» **Exercise prompt**
Please set down, exactly, the line with "the sidewalk, one" and all lines that follow it through the end of the records below.

*** Supplied data ***

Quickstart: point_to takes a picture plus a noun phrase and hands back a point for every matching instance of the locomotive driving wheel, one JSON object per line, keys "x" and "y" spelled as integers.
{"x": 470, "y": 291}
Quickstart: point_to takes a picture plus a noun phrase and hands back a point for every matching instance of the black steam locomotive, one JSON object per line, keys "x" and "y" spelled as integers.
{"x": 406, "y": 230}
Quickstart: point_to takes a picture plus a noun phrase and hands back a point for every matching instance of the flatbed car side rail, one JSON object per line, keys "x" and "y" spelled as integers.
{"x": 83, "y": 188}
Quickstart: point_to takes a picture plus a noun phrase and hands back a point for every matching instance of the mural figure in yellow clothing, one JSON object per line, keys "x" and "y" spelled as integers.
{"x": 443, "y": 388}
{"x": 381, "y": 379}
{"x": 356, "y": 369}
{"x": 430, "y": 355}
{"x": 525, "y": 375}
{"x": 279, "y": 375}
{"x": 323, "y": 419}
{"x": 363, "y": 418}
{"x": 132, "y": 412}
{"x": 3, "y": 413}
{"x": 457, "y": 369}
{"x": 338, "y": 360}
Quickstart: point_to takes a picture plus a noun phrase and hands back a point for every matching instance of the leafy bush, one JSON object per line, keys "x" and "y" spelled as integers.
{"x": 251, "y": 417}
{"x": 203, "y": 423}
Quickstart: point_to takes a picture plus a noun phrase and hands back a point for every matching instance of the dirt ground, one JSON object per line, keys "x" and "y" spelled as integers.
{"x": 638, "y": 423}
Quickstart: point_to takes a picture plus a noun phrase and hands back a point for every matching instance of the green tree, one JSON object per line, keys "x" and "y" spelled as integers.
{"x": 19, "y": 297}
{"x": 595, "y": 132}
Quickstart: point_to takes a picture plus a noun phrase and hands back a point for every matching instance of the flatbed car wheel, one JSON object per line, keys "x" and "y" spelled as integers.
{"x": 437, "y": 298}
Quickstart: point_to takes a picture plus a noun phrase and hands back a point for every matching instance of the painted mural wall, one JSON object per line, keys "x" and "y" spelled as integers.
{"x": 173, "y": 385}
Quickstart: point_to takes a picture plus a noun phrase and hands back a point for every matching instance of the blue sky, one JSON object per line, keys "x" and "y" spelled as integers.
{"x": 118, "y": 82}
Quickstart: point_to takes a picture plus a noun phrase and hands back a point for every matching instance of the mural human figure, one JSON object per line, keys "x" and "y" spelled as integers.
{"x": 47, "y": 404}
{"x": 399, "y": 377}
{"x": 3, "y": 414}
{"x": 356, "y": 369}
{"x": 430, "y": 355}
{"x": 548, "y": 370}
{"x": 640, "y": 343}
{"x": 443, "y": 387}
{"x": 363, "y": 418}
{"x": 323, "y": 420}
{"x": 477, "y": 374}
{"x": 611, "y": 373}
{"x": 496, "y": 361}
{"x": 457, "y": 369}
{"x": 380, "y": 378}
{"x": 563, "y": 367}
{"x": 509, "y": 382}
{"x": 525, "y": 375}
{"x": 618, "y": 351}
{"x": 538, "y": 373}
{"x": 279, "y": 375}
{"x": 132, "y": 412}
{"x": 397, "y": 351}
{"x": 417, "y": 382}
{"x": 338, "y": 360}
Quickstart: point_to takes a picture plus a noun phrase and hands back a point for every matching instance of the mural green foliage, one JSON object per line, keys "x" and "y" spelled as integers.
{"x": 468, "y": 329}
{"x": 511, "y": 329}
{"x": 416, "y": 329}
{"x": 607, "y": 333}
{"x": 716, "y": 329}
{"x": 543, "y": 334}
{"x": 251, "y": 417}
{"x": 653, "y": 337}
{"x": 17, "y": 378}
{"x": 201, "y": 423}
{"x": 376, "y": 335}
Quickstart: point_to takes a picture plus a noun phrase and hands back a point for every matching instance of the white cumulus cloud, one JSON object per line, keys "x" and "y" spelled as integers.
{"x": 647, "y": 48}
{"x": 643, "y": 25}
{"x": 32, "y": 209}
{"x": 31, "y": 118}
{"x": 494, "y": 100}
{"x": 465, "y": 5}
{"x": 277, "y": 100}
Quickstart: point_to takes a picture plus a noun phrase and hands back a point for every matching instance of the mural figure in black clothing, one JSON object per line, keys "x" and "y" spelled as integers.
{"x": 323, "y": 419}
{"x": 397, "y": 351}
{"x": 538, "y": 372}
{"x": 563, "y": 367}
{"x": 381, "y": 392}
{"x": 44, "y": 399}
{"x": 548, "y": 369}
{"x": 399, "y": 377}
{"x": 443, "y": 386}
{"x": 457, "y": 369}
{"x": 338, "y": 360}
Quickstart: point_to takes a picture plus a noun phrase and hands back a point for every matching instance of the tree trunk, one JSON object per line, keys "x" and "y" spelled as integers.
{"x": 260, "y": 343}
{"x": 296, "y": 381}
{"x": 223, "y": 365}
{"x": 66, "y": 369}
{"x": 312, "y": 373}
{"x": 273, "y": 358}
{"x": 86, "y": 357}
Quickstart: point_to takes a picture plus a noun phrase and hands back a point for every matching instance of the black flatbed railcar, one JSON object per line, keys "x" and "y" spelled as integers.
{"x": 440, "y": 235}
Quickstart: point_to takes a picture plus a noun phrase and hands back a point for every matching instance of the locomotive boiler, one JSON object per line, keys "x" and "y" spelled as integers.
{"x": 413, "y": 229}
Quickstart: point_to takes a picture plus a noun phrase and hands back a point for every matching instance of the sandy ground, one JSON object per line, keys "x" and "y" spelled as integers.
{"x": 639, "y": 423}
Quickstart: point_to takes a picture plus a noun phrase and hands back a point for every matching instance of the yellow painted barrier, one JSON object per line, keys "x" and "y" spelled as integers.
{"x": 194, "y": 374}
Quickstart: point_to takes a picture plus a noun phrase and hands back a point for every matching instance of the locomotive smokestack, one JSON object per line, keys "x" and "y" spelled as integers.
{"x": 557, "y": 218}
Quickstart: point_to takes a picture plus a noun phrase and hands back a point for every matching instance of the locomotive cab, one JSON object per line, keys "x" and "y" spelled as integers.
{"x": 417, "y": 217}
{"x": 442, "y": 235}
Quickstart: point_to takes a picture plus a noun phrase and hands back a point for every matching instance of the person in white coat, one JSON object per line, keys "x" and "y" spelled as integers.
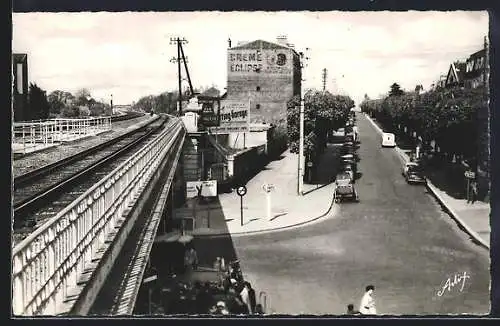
{"x": 367, "y": 305}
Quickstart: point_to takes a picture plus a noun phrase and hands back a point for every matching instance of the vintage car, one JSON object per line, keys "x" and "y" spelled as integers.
{"x": 344, "y": 188}
{"x": 413, "y": 173}
{"x": 388, "y": 140}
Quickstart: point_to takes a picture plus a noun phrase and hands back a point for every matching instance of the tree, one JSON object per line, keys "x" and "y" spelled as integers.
{"x": 322, "y": 113}
{"x": 82, "y": 96}
{"x": 56, "y": 102}
{"x": 396, "y": 90}
{"x": 38, "y": 104}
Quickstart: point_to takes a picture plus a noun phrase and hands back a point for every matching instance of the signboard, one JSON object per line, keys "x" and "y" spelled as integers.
{"x": 234, "y": 117}
{"x": 208, "y": 188}
{"x": 268, "y": 61}
{"x": 241, "y": 191}
{"x": 469, "y": 174}
{"x": 268, "y": 187}
{"x": 210, "y": 112}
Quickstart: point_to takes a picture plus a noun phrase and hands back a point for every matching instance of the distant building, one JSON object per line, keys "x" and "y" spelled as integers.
{"x": 266, "y": 74}
{"x": 456, "y": 74}
{"x": 476, "y": 72}
{"x": 20, "y": 86}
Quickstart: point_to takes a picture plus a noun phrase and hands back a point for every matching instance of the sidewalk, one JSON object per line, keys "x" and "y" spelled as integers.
{"x": 288, "y": 209}
{"x": 474, "y": 218}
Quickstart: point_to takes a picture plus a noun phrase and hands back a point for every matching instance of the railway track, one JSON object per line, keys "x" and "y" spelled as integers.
{"x": 128, "y": 116}
{"x": 42, "y": 195}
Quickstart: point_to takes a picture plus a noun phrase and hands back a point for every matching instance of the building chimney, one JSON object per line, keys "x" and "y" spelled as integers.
{"x": 282, "y": 40}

*** End of Supplied data ***

» **Answer to this exercise**
Quickstart: point_to takes a picture plus a noun phrase and hands back a point for every matching instance of the sidewalk, one JSON object per line, keys "x" and "y" spelled as integers.
{"x": 288, "y": 209}
{"x": 474, "y": 218}
Quickstart: point_to takes a picture plus a noun phrase and hands back a point for every matching instance of the railway track, one JSON object per line, keys "x" and "y" spelled as integers.
{"x": 128, "y": 116}
{"x": 42, "y": 195}
Quickstart: point_to takes a picture plus a noun phrase and hands back a point for every matching instance of the building chimney, one JSON object per line, keys "x" and "y" spelled as integers.
{"x": 282, "y": 40}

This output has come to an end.